● Problem to work on
Pick up the post about bored horses in a snowy Colorado pasture and keep writing it from its last sentence onward.

● Source text
When we returned to Colorado after nearly two weeks in sunny Mexico, (more about that coming soon) we found snowy pastures and bored horses.

Horses graze. It’s what they do all day long.

It makes them happy.

It’s comforting.

A nibble here, a nibble there and before you know it, an entire day has passed. So obviously when there is nothing to nibble on, a horse gets bored.

And hungry. Those twice daily hay deliveries don’t last long. What’s a horse to do with the other eleven hours of the day?

Well they grow curious, vigilant really, and always on the lookout for the F-word.

That would be food!

I needed to give you this backstory to set the stage for the photos to come.

Golden-Girls-in-snow

The Golden Girls in their vacation accommodations

 

You see, we had to drive into the pasture to get to the Golden Girls, who spent our vacation in their own special “hotel.” They had room service and no one bothered them. They could munch hay as long as they wanted with no fear of a bigger, stronger horse muscling in. We took them grain before turning them into the bigger pasture.

● Source material
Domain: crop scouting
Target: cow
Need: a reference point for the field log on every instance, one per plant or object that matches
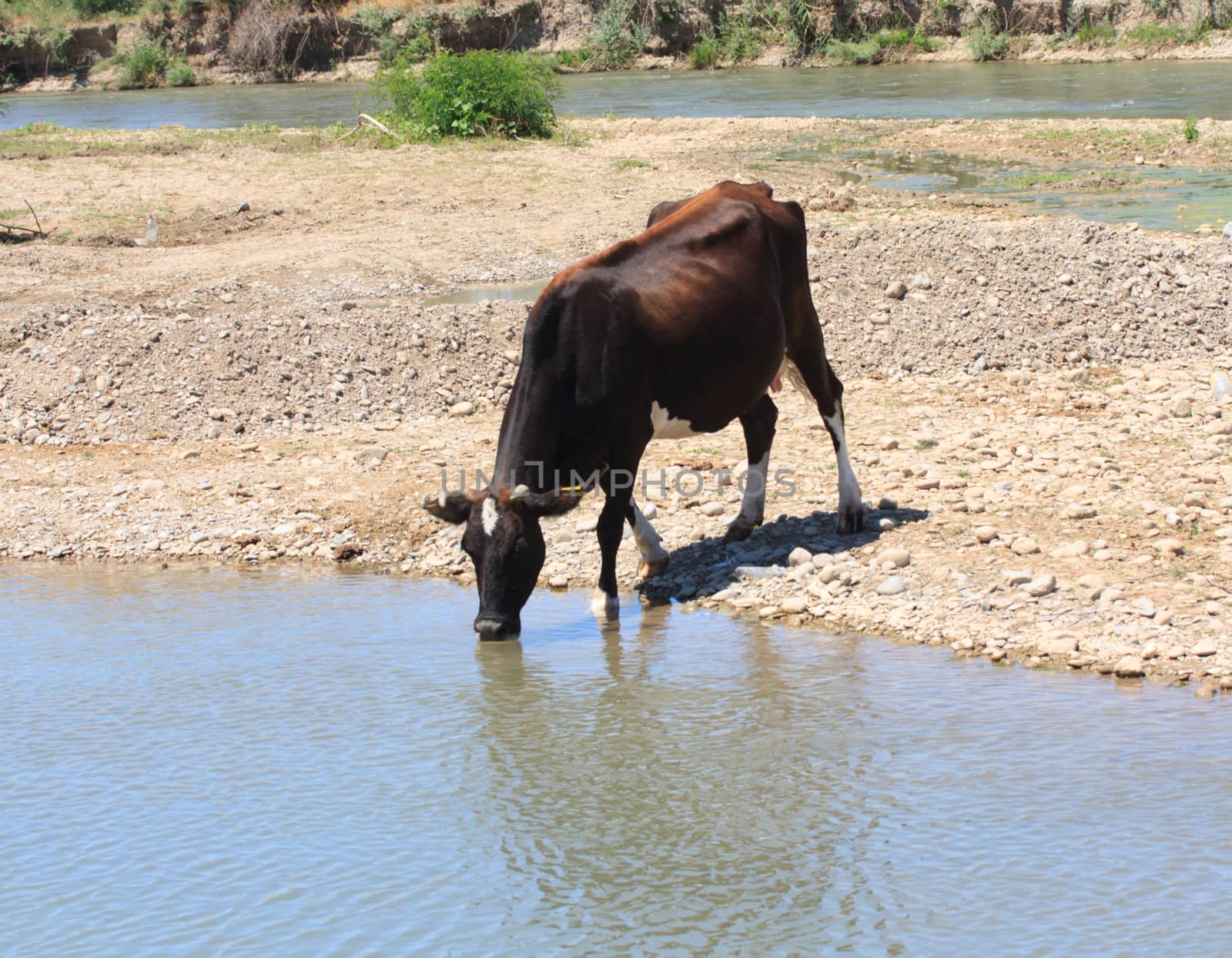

● Result below
Then we waited. The Golden Girls are dawdlers. At least the one named Pepper!

And while we waited we had visitors.

Curious-1

Uh..what you got in there?

 

Somebody was certain there was something to eat in the back of the pickup. It is the same kind of vehicle that delivers hay. Right??

Hello big goy? Got anything for me in there?

Hello big goy? Got anything for me in there?

Annie thought it looked pretty warm inside the cab. She wasn’t above begging!

Curious-5

Hey give me a hand. There must be something good in here.


If one curious horse is good, two are even better!

Curious-7

‘Scuse me. Could you pass the Doritos? Or maybe one of those hay cubes? Please,Please, Please..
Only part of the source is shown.